··· BRANO RIPORTATO
Bisogna essere dei folli ad andar per mare in tempi tempestosi, ma si è folli anche quando, dal proprio comodo divano si osservano le peregrinazioni e le morti in mare di una miriade di esseri umani (migliaia i morti nel Mar Mediterraneo, ma ci sono anche quelli negli altri mari della Terra) che accettano con coraggio il rischio di morire, solo per poter in realtà tornare a vivere. Guardare fintamente ipnotizzati dallo schermo ma distratti, forse disturbati dalle loro immagini, percepire le disgrazie altrui dal salotto caldo di casa, dentro il confine limitato dello schermo, anche se crea l’illusione di scansarle, non può rasserenare. Ci suggerisce di lasciarsi prendere dall’inquietudine, di allargare lo sguardo al di fuori dello schermo, di guardarsi dentro, attorno, attraverso le finestre di casa, ci invita a riflettere su quanto anche noi “siamo tutti coinvolti” e non “possiamo essere assolti”, perché anche noi stiamo naufragando, pur rimanendo sulla “nostra solida” terraferma.


Il confine tra la mia vita e la morte altrui
passa dal divanetto di fronte alla tv,
pio litorale dove si riceve
il pane dell’orrore quotidiano.
Davanti all’ingiustizia che sublime
ci ha tratti in salvo per farci contemplare
il naufragio da terra,
essere giusti rappresenta
appena la minima moneta
di decenza da versare a noi stessi,
mendicanti di senso,
e al dio che impunemente
ci ha fatto accomodare sulla riva,
dal lato giusto del televisore.
······
Puoi ricopiare parola per parola l'intero brano sui naufragi in mare osservati dal divano di casa? I record provengono da una fonte diversa da quella del brano.
··· VOCI FORNITE
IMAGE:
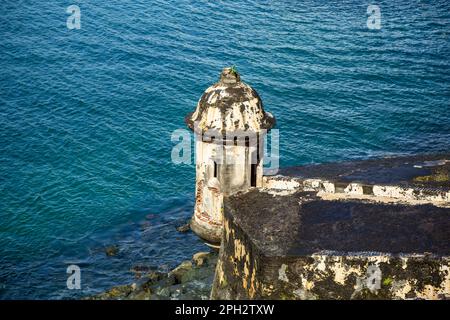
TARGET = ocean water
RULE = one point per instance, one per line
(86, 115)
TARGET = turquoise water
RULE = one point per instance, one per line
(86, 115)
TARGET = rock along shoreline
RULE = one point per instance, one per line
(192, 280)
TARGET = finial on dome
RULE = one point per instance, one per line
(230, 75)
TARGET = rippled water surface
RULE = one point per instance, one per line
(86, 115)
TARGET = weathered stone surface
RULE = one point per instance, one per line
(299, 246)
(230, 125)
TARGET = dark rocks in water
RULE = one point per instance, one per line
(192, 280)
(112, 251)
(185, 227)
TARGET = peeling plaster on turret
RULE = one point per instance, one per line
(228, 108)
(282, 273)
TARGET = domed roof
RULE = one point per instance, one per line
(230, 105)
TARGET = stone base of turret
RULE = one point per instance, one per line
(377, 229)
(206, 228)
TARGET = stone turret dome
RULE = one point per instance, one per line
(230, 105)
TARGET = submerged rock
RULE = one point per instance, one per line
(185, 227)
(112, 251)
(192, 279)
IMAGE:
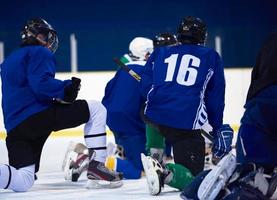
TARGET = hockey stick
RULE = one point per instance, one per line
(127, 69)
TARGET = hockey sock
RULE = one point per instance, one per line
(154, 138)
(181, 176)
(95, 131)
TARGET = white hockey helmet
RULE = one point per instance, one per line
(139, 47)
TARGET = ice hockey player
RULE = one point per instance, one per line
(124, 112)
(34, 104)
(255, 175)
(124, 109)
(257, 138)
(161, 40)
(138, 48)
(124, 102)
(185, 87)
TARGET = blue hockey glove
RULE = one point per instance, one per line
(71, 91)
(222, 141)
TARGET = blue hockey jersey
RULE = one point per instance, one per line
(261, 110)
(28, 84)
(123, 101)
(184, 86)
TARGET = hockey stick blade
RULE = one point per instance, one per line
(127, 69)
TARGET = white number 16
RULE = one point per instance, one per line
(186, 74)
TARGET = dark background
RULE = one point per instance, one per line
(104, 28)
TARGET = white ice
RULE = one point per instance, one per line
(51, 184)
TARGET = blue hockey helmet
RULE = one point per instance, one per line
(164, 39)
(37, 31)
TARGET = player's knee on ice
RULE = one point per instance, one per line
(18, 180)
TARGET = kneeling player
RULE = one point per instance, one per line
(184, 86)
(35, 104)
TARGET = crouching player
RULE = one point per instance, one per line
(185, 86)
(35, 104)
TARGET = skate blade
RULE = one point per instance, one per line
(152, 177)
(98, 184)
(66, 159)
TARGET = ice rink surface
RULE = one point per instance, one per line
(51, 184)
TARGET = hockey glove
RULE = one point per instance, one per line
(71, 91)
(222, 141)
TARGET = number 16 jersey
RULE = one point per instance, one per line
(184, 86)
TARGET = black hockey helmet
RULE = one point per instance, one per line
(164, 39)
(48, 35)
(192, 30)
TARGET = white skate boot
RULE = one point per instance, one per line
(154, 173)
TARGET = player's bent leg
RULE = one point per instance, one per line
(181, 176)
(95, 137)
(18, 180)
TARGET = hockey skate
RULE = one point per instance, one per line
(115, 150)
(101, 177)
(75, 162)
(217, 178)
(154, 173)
······
■ RISPOSTA AL PROBLEMA:
Bisogna essere dei folli ad andar per mare in tempi tempestosi, ma si è folli anche quando, dal proprio comodo divano si osservano le peregrinazioni e le morti in mare di una miriade di esseri umani (migliaia i morti nel Mar Mediterraneo, ma ci sono anche quelli negli altri mari della Terra) che accettano con coraggio il rischio di morire, solo per poter in realtà tornare a vivere. Guardare fintamente ipnotizzati dallo schermo ma distratti, forse disturbati dalle loro immagini, percepire le disgrazie altrui dal salotto caldo di casa, dentro il confine limitato dello schermo, anche se crea l’illusione di scansarle, non può rasserenare. Ci suggerisce di lasciarsi prendere dall’inquietudine, di allargare lo sguardo al di fuori dello schermo, di guardarsi dentro, attorno, attraverso le finestre di casa, ci invita a riflettere su quanto anche noi “siamo tutti coinvolti” e non “possiamo essere assolti”, perché anche noi stiamo naufragando, pur rimanendo sulla “nostra solida” terraferma.


Il confine tra la mia vita e la morte altrui
passa dal divanetto di fronte alla tv,
pio litorale dove si riceve
il pane dell’orrore quotidiano.
Davanti all’ingiustizia che sublime
ci ha tratti in salvo per farci contemplare
il naufragio da terra,
essere giusti rappresenta
appena la minima moneta
di decenza da versare a noi stessi,
mendicanti di senso,
e al dio che impunemente
ci ha fatto accomodare sulla riva,
dal lato giusto del televisore.